**WRITTEN REQUEST**
Output these lines as a JSON list of strings, one string per line, skipping blank lines and leaving out the pictures.

[Entries from a point annotation set]
::::::::::

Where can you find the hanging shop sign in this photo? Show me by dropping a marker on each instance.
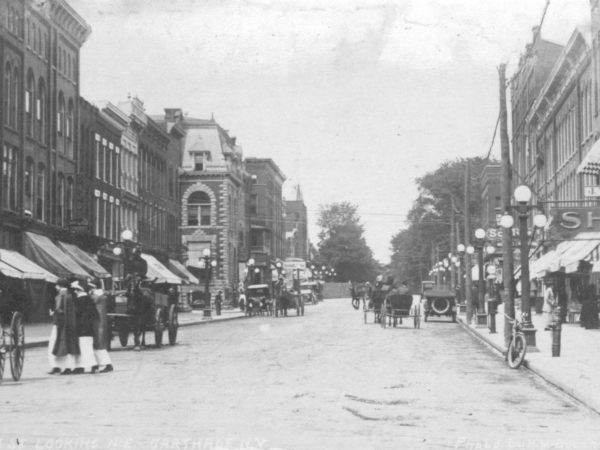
(591, 191)
(567, 222)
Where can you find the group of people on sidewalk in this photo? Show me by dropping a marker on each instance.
(589, 305)
(78, 339)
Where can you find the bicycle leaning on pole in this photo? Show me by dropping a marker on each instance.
(517, 347)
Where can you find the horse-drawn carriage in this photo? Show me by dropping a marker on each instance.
(287, 299)
(259, 300)
(399, 305)
(12, 343)
(142, 307)
(439, 302)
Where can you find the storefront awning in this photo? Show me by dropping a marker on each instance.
(590, 165)
(580, 249)
(85, 260)
(15, 265)
(159, 272)
(42, 251)
(179, 269)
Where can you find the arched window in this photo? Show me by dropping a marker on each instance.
(198, 209)
(60, 114)
(69, 128)
(69, 201)
(40, 192)
(16, 92)
(9, 177)
(7, 92)
(40, 111)
(60, 201)
(29, 96)
(29, 183)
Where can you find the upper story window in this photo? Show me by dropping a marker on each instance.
(198, 209)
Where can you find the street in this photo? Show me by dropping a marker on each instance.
(322, 381)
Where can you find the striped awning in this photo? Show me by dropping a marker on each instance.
(590, 165)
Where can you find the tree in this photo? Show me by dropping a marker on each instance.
(342, 244)
(427, 237)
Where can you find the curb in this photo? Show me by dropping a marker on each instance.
(567, 390)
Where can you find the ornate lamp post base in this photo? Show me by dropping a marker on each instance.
(481, 320)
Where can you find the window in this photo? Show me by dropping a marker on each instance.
(69, 201)
(69, 129)
(9, 178)
(6, 93)
(60, 201)
(29, 95)
(29, 183)
(199, 209)
(60, 114)
(40, 110)
(40, 192)
(15, 98)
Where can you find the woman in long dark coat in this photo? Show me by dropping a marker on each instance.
(86, 316)
(589, 307)
(65, 345)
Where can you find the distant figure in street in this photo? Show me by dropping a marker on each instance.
(101, 330)
(86, 316)
(589, 307)
(64, 342)
(550, 303)
(218, 302)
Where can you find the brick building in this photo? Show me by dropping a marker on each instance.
(267, 236)
(39, 50)
(213, 185)
(296, 227)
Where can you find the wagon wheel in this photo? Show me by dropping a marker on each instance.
(173, 324)
(2, 359)
(17, 345)
(159, 327)
(123, 331)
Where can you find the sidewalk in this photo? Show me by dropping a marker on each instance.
(37, 334)
(575, 371)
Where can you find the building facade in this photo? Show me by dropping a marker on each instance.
(296, 227)
(267, 235)
(213, 184)
(39, 50)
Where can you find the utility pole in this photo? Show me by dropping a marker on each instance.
(468, 281)
(452, 243)
(506, 188)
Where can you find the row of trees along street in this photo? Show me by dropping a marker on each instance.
(429, 224)
(342, 244)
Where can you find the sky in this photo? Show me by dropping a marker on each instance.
(353, 99)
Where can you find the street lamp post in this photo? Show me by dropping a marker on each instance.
(208, 266)
(522, 195)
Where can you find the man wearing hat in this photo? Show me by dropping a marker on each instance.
(101, 330)
(86, 314)
(63, 345)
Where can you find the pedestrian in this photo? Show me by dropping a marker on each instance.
(550, 303)
(63, 345)
(218, 302)
(101, 330)
(86, 315)
(589, 307)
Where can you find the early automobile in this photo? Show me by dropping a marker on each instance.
(439, 302)
(259, 300)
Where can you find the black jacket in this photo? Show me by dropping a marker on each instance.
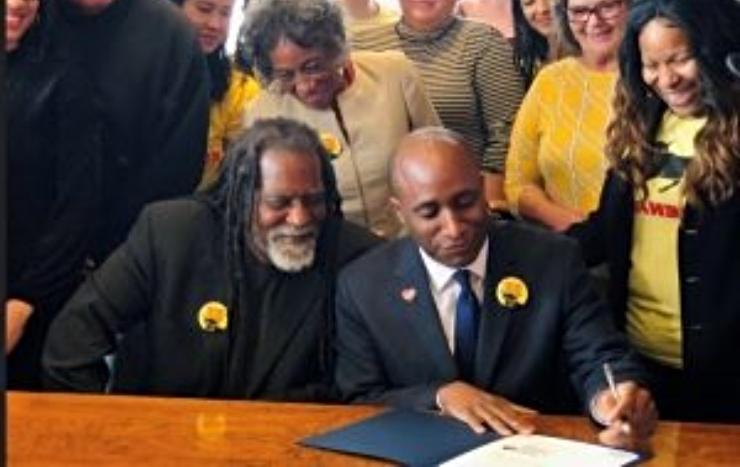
(154, 285)
(54, 156)
(709, 273)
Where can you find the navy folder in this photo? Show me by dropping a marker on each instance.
(404, 436)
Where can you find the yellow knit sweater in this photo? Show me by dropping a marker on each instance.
(226, 118)
(559, 136)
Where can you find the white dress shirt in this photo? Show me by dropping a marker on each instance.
(445, 289)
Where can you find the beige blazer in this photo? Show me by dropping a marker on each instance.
(385, 101)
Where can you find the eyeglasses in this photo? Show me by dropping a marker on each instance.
(604, 10)
(314, 69)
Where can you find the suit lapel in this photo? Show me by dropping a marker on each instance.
(286, 313)
(494, 319)
(413, 296)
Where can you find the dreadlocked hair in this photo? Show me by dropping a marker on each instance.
(234, 193)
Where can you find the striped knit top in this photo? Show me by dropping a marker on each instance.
(560, 134)
(469, 73)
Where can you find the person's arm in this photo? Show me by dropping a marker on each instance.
(591, 233)
(419, 107)
(114, 298)
(628, 415)
(499, 90)
(175, 164)
(535, 204)
(590, 341)
(56, 260)
(479, 409)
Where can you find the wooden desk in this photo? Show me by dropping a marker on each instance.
(62, 429)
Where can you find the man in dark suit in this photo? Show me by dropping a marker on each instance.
(228, 294)
(475, 318)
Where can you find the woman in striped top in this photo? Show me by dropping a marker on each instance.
(556, 165)
(469, 73)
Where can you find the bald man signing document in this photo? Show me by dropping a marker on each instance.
(476, 318)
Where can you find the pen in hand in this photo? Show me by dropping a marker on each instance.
(609, 375)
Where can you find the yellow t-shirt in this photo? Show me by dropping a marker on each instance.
(559, 136)
(654, 302)
(226, 117)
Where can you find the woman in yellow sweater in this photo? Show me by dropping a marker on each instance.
(556, 166)
(231, 88)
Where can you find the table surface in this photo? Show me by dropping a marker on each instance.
(103, 430)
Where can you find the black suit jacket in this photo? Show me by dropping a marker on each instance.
(149, 293)
(392, 350)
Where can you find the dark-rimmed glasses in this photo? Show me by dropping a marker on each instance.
(604, 10)
(313, 69)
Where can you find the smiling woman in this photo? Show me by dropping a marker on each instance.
(231, 88)
(360, 103)
(669, 216)
(53, 157)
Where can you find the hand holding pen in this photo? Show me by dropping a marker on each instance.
(628, 412)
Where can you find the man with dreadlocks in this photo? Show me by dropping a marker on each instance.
(225, 294)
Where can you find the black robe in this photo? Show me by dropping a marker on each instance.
(149, 293)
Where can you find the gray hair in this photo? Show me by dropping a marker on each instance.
(315, 24)
(565, 33)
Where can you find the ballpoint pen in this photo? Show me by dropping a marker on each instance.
(609, 375)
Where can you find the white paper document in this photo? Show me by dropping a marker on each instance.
(541, 451)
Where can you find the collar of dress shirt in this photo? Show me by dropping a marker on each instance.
(440, 275)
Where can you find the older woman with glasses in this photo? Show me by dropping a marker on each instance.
(668, 222)
(556, 165)
(469, 71)
(361, 104)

::::::::::

**TASK RESPONSE**
[
  "Where can you find the hanging shop sign in this photo? Show me by dropping a marker on each instance.",
  "(591, 191)",
  "(567, 222)",
  "Where can you find the group of people on sidewalk in this photo? Show me by dropping a marker on each instance.",
  "(589, 305)",
  "(78, 339)",
  "Where can you find the bicycle leaning on pole in this photo? Show me by dropping a marker on each instance.",
  "(517, 347)",
  "Where can you find the horse-drawn carriage in this photo? Show me by dropping a marker on each instance.",
  "(287, 299)",
  "(259, 300)",
  "(399, 305)",
  "(12, 343)",
  "(142, 307)",
  "(439, 302)",
  "Where can you find the storefront awning in this photo? Show me by dropping a marker on each instance.",
  "(590, 165)",
  "(580, 249)",
  "(85, 260)",
  "(15, 265)",
  "(159, 272)",
  "(42, 251)",
  "(179, 269)",
  "Where can you find the arched window in this photo? Show me by dropping a marker on each instance.",
  "(198, 209)",
  "(60, 114)",
  "(69, 128)",
  "(69, 201)",
  "(40, 192)",
  "(16, 92)",
  "(9, 177)",
  "(7, 92)",
  "(40, 111)",
  "(60, 201)",
  "(29, 96)",
  "(29, 183)",
  "Where can you find the upper story window in this photo? Show me by dropping a marker on each instance.",
  "(198, 209)",
  "Where can you find the street in this photo? Show me by dropping a marker on each instance.",
  "(322, 381)",
  "Where can you find the striped awning in this photo? Show me by dropping a marker on each instance.",
  "(590, 165)",
  "Where can you find the tree in this photo? Show me by dropping a marker on each instance.",
  "(342, 244)",
  "(427, 237)",
  "Where can you find the curb in this photo? Show me by dropping a marker on each instance.",
  "(567, 390)",
  "Where can you find the ornate lamp post base in this photo? Show me by dropping a marker on each instance.",
  "(481, 320)",
  "Where can you find the window in this photo? Show me by dropping a marker on each instance.",
  "(69, 201)",
  "(69, 129)",
  "(9, 178)",
  "(6, 93)",
  "(60, 201)",
  "(29, 95)",
  "(29, 183)",
  "(199, 209)",
  "(60, 114)",
  "(40, 110)",
  "(40, 192)",
  "(15, 98)",
  "Where can you find the woman in long dark coat in this photo? Show me by dropping a marker on each instance.",
  "(86, 316)",
  "(589, 307)",
  "(65, 345)",
  "Where can you find the distant figure in street in this photo? Show me by dropping a marker on each instance.",
  "(101, 330)",
  "(86, 316)",
  "(589, 307)",
  "(64, 342)",
  "(550, 303)",
  "(218, 302)",
  "Where can you find the brick building in this photo? Show me by dropping a marker on each instance.",
  "(267, 236)",
  "(39, 50)",
  "(213, 185)",
  "(296, 227)",
  "Where can you find the wagon wheel in this photo? Show me by dropping a marker on each instance.",
  "(173, 324)",
  "(2, 359)",
  "(17, 345)",
  "(159, 327)",
  "(123, 331)",
  "Where can you find the sidewalk in this photo? Show me by dropping a marker on each instance.",
  "(37, 334)",
  "(575, 371)",
  "Where can you find the building facade in this photo? Show me by dropping a marker on each instance.",
  "(296, 227)",
  "(267, 235)",
  "(213, 184)",
  "(39, 50)",
  "Where can you find the utility pole in this photo? Show me by dropping a marker on each instance.",
  "(468, 281)",
  "(452, 243)",
  "(506, 188)",
  "Where can you find the row of trees along street in this photo? Show me by dropping a marker on each instance.",
  "(429, 224)",
  "(342, 244)",
  "Where can you find the sky in this photo? Show me by dropping a marker on each instance.",
  "(353, 99)",
  "Where can you find the street lamp post in this photo? Show me by dropping a marker on each instance.",
  "(208, 266)",
  "(522, 195)",
  "Where can you find the man wearing hat in this photo? Show me by dropping a marker on each instance.",
  "(101, 330)",
  "(86, 314)",
  "(63, 345)",
  "Where can you find the pedestrian in this photo? Show me by dropping a marker on each instance.",
  "(550, 303)",
  "(63, 345)",
  "(218, 302)",
  "(101, 330)",
  "(86, 315)",
  "(589, 307)",
  "Where can you find the early automobile in this photo? Show me by dropping a marker on each instance.",
  "(439, 302)",
  "(259, 300)",
  "Where can you find the black jacket in this photo? Show me by dropping a marker on each instance.",
  "(154, 285)",
  "(54, 156)",
  "(709, 273)",
  "Where can you find the navy folder in this photo? Show me by dropping a marker on each instance.",
  "(404, 436)",
  "Where can you find the yellow knit sweater in this photo? Show me by dropping a marker on each instance.",
  "(226, 118)",
  "(559, 136)",
  "Where can you find the white dress shirt in this photo? Show me by dropping a marker on each instance.",
  "(445, 289)",
  "Where can you find the beige blazer in this photo? Show me by dropping a marker on each instance.",
  "(385, 101)",
  "Where can you find the eyeglasses in this photo? Show me by dropping a marker on each instance.",
  "(604, 10)",
  "(314, 69)",
  "Where can you find the suit lapel in this photo? Show me by dropping a marker on each instance.",
  "(286, 313)",
  "(494, 319)",
  "(413, 296)",
  "Where can you find the dreadlocked hair in this photo? Show me by dropping a marker on each instance.",
  "(234, 193)",
  "Where can you find the striped knit top in this photo? Show me by dropping a marker on each instance.",
  "(560, 134)",
  "(469, 73)",
  "Where can you find the person's arm in this photo? Show me by dropping a marker on each instance.",
  "(591, 233)",
  "(419, 107)",
  "(114, 298)",
  "(628, 415)",
  "(499, 90)",
  "(175, 164)",
  "(535, 204)",
  "(590, 341)",
  "(56, 260)",
  "(479, 409)",
  "Where can you find the wooden desk in this photo? Show me by dropping a marker on each instance.",
  "(62, 429)",
  "Where can you find the man in dark suit in this photo? Show me by dropping a marker on each instance.",
  "(228, 294)",
  "(475, 318)",
  "Where can you find the woman in striped top in this photo? Show me by dropping a marker on each instance.",
  "(556, 165)",
  "(469, 73)",
  "Where can you find the bald man signing document in this photo? Show me by dropping a marker on each instance.",
  "(476, 318)",
  "Where can you find the pen in hand in this photo? Show me by dropping a marker on each instance.",
  "(609, 375)",
  "Where can you find the yellow t-shirt in this photo? Show me by dropping a marker on each instance.",
  "(559, 136)",
  "(654, 302)",
  "(226, 117)",
  "Where can you find the woman in yellow sweater in this photo? Show me by dropping a marker on each instance.",
  "(556, 166)",
  "(231, 88)",
  "Where can you find the table surface in this photo? Show me by dropping a marker on each instance.",
  "(103, 430)",
  "Where can you find the black suit jacket in this photo? Show me by dropping a marker on each instance.",
  "(149, 293)",
  "(392, 350)",
  "Where can you find the dark-rimmed glasses in this photo? Show me by dropping a marker on each instance.",
  "(604, 10)",
  "(313, 69)",
  "Where can you find the smiling woman in this photo? Show me by dropping a marker on each instance.",
  "(231, 88)",
  "(360, 103)",
  "(669, 216)",
  "(53, 157)",
  "Where can you find the hand holding pen in this photo? Show me by dropping a marker on each instance.",
  "(628, 412)",
  "Where can you find the man with dreadlocks in this photo? Show me by dropping a marker on each instance.",
  "(225, 294)",
  "Where can you find the black robe in this photo? Show me by dropping a marker on each instance.",
  "(149, 293)",
  "Where can you find the gray hair in this photo? Show me by dropping a marker on each instance.",
  "(315, 24)",
  "(565, 33)",
  "Where can you find the ballpoint pen in this photo? Show me by dropping a marker on each instance.",
  "(609, 375)",
  "Where can you find the white paper document in this photo? Show me by dropping a marker on each instance.",
  "(541, 451)",
  "Where can you find the collar of dress shirt in this photo? Show me by dropping a marker on each instance.",
  "(440, 275)",
  "Where can you find the older woman with glasses in this photo? Show me by dropping a marker on each instance.",
  "(668, 222)",
  "(556, 165)",
  "(469, 71)",
  "(361, 104)"
]